[Excerpted text]:
==========

In [None]:
import os, sys
from google.colab import drive
drive.mount('/content/drive')

my_path = '/content/notebooks'
try: os.symlink('/content/drive/My Drive/Colab Notebooks/my_env', my_path)
except: print('\nAlready linked...')
sys.path.insert(0, my_path)

Go to this URL in a browser: https://accounts.google.com/o/oauth2/auth?client_id=947318989803-6bn6qk8qdgf4n4g3pfee6491hc0brc4i.apps.googleusercontent.com&redirect_uri=urn%3aietf%3awg%3aoauth%3a2.0%3aoob&scope=email%20https%3a%2f%2fwww.googleapis.com%2fauth%2fdocs.test%20https%3a%2f%2fwww.googleapis.com%2fauth%2fdrive%20https%3a%2f%2fwww.googleapis.com%2fauth%2fdrive.photos.readonly%20https%3a%2f%2fwww.googleapis.com%2fauth%2fpeopleapi.readonly&response_type=code

Enter your authorization code:
··········
Mounted at /content/drive


In [None]:
import glob
import numpy as np
import pandas as pd
from tqdm.notebook import tqdm

import tensorflow as tf
import tensorflow.keras.backend as K
from tensorflow.keras.layers import Input, Dense, Embedding, Flatten, Dropout, Activation, BatchNormalization, LeakyReLU, concatenate
from tensorflow.keras.models import Model, load_model
from tensorflow.keras.optimizers import Adam, RMSprop
from tensorflow.keras.callbacks import ModelCheckpoint, EarlyStopping
from tensorflow.keras.optimizers.schedules import ExponentialDecay
from tensorflow.keras.initializers import TruncatedNormal
from tensorflow.keras.regularizers import l2

from bokeh.plotting import output_notebook, figure, show
from bokeh.layouts import row, column
from bokeh.resources import INLINE
from bokeh.models import ColumnDataSource
from bokeh.models.widgets import DataTable, TableColumn
output_notebook(INLINE)

In [None]:
display(glob.glob('drive/My Drive/RecSys/data/ml-25m/*'))
base_path = 'drive/My Drive/RecSys/'

['drive/My Drive/RecSys/data/ml-25m/README.txt',
 'drive/My Drive/RecSys/data/ml-25m/links.csv',
 'drive/My Drive/RecSys/data/ml-25m/tags.csv',
 'drive/My Drive/RecSys/data/ml-25m/ratings.csv',
 'drive/My Drive/RecSys/data/ml-25m/genome-tags.csv',
 'drive/My Drive/RecSys/data/ml-25m/genome-scores.csv',
 'drive/My Drive/RecSys/data/ml-25m/movies.csv',
 'drive/My Drive/RecSys/data/ml-25m/ratings_v1.csv',
 'drive/My Drive/RecSys/data/ml-25m/movies_v1.csv',
 'drive/My Drive/RecSys/data/ml-25m/valid.csv',
 'drive/My Drive/RecSys/data/ml-25m/train.csv',
 'drive/My Drive/RecSys/data/ml-25m/test_a.csv',
 'drive/My Drive/RecSys/data/ml-25m/test_q.csv',
 'drive/My Drive/RecSys/data/ml-25m/movies_v2.csv']

In [None]:
ratings = pd.read_csv(base_path + 'data/ml-25m/ratings_v1.csv')

==========

[Problems to solve]:
1. Rewrite the notebook excerpt between "from bokeh.plotting import" and "display(glob.glob('drive/My Drive/RecSys/data/ml-25m/*'))", inclusive, replacing "bokeh" with "holoviews".
2. List every module that the notebook excerpt imports under an alias, along with that alias.
3. Summarize the notebook excerpt in two sentences.
The items after this point are separate material, unrelated to the notebook excerpt.

==========

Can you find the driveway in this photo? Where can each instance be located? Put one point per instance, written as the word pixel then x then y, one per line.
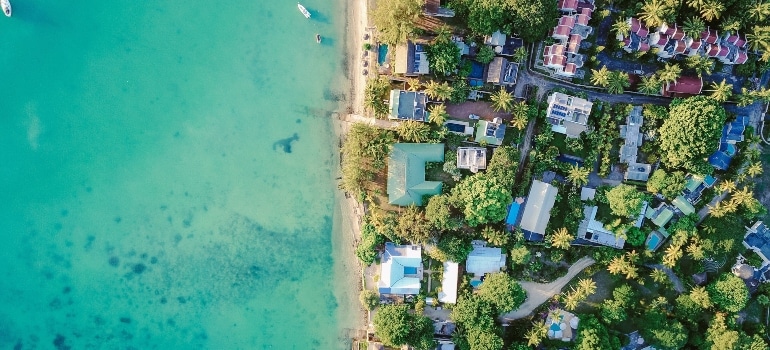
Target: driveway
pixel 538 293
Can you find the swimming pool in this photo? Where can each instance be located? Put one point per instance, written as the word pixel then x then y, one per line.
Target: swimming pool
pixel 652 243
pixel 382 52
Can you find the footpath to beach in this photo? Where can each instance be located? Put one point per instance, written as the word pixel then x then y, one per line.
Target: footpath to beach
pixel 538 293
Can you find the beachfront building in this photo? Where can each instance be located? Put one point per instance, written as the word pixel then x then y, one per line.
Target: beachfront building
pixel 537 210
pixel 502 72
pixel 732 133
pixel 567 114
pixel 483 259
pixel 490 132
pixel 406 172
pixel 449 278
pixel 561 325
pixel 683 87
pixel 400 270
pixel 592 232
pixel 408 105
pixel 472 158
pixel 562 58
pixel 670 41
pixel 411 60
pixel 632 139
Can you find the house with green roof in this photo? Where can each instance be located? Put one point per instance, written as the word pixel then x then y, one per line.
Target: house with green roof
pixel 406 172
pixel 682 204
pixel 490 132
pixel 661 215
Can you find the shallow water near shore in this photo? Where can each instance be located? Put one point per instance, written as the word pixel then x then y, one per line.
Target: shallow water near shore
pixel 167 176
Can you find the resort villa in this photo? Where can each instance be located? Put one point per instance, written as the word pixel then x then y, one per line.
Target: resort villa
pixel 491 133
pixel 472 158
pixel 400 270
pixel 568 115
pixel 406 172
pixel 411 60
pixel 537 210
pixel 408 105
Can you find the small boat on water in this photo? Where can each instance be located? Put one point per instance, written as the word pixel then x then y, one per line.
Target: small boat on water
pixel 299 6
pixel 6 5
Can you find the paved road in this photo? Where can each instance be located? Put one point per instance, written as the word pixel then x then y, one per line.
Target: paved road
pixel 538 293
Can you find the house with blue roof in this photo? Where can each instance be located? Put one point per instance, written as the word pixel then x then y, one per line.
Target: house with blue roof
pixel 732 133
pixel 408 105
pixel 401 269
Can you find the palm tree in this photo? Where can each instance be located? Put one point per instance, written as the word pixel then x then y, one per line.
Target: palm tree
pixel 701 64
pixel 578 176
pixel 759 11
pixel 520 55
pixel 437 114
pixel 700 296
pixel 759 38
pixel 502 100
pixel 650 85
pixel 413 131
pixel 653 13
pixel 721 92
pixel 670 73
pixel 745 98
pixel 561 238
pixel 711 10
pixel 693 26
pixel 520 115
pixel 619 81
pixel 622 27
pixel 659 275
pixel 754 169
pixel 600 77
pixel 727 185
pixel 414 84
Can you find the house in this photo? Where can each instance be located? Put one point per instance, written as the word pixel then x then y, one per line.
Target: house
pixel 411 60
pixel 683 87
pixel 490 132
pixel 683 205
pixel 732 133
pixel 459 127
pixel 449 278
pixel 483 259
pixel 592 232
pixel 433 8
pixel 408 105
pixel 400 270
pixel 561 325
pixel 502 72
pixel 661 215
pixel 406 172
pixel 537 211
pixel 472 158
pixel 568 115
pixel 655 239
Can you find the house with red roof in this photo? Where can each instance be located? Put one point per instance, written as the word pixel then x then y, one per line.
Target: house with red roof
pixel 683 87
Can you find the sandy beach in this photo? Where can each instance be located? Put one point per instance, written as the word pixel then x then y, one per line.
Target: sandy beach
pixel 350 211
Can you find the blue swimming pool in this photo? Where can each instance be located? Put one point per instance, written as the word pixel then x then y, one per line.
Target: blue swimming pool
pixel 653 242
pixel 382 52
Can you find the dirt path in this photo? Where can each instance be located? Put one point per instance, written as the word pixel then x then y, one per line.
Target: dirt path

==========

[Task-by-task answers]:
1.
from holoviews.plotting import output_notebook, figure, show
from holoviews.layouts import row, column
from holoviews.resources import INLINE
from holoviews.models import ColumnDataSource
from holoviews.models.widgets import DataTable, TableColumn
output_notebook(INLINE)

In [None]:
display(glob.glob('drive/My Drive/RecSys/data/ml-25m/*'))

2.
numpy as np
pandas as pd
tensorflow as tf
tensorflow.keras.backend as K

3. The notebook mounts Google Drive at /content/drive, links the my_env folder in Colab Notebooks to /content/notebooks, and adds that path to sys.path. It then imports NumPy, pandas, TensorFlow Keras components and Bokeh tools, lists the files in the ml-25m data folder, and reads ratings_v1.csv into a pandas DataFrame.